* START Source data *

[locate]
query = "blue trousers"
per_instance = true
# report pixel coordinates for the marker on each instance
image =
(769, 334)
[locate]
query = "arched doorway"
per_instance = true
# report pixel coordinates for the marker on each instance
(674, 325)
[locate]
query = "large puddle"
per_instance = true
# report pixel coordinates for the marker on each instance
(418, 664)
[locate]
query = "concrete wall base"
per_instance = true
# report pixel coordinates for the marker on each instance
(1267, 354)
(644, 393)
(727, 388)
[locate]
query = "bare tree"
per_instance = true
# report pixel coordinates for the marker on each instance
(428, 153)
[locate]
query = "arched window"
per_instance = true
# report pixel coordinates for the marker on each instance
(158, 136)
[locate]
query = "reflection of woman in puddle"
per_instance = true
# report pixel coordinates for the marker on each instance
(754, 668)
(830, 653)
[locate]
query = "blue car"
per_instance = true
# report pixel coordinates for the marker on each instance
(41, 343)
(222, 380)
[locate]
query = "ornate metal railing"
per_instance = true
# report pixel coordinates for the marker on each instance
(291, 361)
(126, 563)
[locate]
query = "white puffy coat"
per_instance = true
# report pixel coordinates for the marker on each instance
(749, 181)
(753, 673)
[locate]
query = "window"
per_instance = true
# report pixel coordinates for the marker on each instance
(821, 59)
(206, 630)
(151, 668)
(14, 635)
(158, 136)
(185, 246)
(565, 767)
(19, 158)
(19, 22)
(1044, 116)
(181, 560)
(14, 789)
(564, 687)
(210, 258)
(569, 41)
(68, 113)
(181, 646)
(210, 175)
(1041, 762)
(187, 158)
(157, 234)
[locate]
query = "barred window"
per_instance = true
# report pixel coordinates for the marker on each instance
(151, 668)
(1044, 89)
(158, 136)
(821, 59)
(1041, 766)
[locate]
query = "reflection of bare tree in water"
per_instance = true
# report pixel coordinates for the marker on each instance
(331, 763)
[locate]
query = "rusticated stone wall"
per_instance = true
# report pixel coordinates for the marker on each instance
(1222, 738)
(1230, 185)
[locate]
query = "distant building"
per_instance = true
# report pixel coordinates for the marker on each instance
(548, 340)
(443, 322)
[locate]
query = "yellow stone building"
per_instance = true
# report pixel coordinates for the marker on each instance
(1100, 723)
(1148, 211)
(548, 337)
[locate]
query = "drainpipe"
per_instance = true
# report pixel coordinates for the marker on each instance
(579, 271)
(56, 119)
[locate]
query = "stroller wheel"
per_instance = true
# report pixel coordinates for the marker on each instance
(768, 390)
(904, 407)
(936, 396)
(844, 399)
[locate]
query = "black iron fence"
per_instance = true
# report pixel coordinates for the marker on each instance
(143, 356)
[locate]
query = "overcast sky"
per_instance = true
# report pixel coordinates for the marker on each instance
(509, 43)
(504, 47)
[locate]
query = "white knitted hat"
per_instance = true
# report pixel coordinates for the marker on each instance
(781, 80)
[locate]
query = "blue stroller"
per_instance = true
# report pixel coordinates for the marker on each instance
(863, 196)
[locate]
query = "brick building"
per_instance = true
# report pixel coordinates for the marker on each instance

* END Source data *

What you are asked to do.
Go through the material above line by line and copy it exactly.

Task output.
[locate]
query = "blue trousers"
per_instance = true
# report pixel coordinates for the marker on each instance
image =
(769, 334)
[locate]
query = "arched doorway"
per_instance = true
# report pixel coordinates for the marker on each instance
(674, 325)
[locate]
query = "large puddle"
per_instance = true
# report pixel coordinates for the marker on each instance
(418, 664)
[locate]
query = "concrete wall base"
per_instance = true
# report pixel coordinates for the marker on each instance
(1267, 354)
(644, 393)
(727, 388)
[locate]
query = "bare tree"
per_instance = true
# report pixel coordinates for the marker on each instance
(428, 153)
[locate]
query = "arched window"
per_instance = true
# report pixel coordinates for the marker on each instance
(158, 136)
[locate]
query = "reflection of woman in puddle"
per_instance = true
# report pixel coordinates for the marker on each instance
(754, 668)
(830, 653)
[locate]
query = "blue car"
per_instance = true
# report pixel coordinates for the marker on each instance
(41, 343)
(222, 380)
[locate]
query = "ornate metal railing"
per_instance = true
# report pixel coordinates for the marker on each instance
(291, 361)
(126, 563)
[locate]
query = "white puffy coat"
per_instance = true
# report pixel coordinates for the marker on each instance
(749, 181)
(753, 673)
[locate]
query = "window"
per_instance = true
# report pixel coordinates for the marker on each instance
(821, 59)
(206, 630)
(151, 668)
(14, 635)
(158, 136)
(185, 246)
(565, 767)
(19, 158)
(19, 22)
(1044, 116)
(181, 560)
(14, 789)
(564, 687)
(210, 258)
(569, 41)
(68, 113)
(181, 646)
(210, 175)
(1041, 762)
(187, 158)
(157, 234)
[locate]
query = "barred window"
per_instance = true
# report pixel coordinates for the marker on each instance
(151, 668)
(1044, 89)
(158, 136)
(821, 59)
(1041, 766)
[locate]
query = "reflection of bare tree in water"
per_instance = true
# report pixel coordinates for the marker on each instance
(331, 763)
[locate]
query = "rusticated stone wall"
per_instance = true
# report pixel coordinates for the marker on each instance
(1222, 738)
(1230, 185)
[locate]
query = "distant building"
per_instance = true
# report pixel coordinates for the marker on each instance
(548, 340)
(443, 322)
[locate]
query = "yellow stone building"
per_instance = true
# report pixel coordinates for the marker on each instance
(1100, 723)
(1148, 211)
(548, 337)
[locate]
query = "drainpipe"
per_instance = true
# report pixel coordinates for the marker on each instance
(579, 271)
(56, 119)
[locate]
query = "stroller wheel"
per_instance = true
# report pixel coordinates for the marker on each instance
(768, 390)
(904, 407)
(936, 396)
(844, 399)
[locate]
query = "black iron fence"
per_instance = true
# report pixel coordinates for the marker on each instance
(143, 356)
[locate]
query = "overcast sky"
per_instance = true
# report pixel coordinates for the marker on each instance
(509, 43)
(504, 47)
[locate]
query = "white knitted hat"
per_instance = true
# report pixel coordinates for the marker on each instance
(781, 80)
[locate]
query = "blue stroller"
per_instance = true
# report pixel coordinates for the marker on each instance
(863, 196)
[locate]
query = "brick building"
per_instance = true
# report pixel coordinates for the marker on each instance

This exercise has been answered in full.